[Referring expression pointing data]
::::::::::
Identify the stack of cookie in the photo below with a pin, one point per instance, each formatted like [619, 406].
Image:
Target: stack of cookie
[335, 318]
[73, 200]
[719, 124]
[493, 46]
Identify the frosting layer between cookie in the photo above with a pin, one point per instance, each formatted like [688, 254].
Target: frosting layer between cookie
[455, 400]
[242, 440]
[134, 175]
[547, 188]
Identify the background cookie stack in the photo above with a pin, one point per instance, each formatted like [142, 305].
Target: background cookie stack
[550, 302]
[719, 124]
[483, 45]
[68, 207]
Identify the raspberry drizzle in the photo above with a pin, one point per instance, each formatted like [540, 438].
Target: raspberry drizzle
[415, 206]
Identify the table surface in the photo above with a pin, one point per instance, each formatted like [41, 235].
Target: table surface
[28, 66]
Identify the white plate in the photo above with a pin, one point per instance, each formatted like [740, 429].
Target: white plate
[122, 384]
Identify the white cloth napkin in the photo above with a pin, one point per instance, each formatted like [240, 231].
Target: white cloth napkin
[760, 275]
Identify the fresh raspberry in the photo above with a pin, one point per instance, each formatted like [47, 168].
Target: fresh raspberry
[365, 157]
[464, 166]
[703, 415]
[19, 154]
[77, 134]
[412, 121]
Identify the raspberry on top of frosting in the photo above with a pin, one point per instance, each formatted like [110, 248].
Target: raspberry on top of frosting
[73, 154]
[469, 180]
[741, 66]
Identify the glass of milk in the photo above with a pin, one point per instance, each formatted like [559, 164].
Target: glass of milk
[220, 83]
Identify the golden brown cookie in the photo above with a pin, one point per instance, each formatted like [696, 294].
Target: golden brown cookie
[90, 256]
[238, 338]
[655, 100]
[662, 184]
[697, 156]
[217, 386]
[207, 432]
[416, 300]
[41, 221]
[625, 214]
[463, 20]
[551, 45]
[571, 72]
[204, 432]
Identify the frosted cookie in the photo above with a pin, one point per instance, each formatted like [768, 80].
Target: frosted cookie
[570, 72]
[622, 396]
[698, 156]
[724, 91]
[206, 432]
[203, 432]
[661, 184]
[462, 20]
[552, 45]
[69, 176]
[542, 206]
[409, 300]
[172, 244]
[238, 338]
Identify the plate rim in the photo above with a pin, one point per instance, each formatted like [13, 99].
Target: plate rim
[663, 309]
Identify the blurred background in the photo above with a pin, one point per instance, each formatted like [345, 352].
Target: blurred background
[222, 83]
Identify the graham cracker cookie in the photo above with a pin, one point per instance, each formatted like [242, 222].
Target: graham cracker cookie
::::::::::
TASK DESCRIPTION:
From the entries above, select each line containing the string "cracker".

YOUR SOLUTION:
Identify the graham cracker cookie in the photo above with a pin, one point per instance, each formatted like [242, 222].
Target: graham cracker cookie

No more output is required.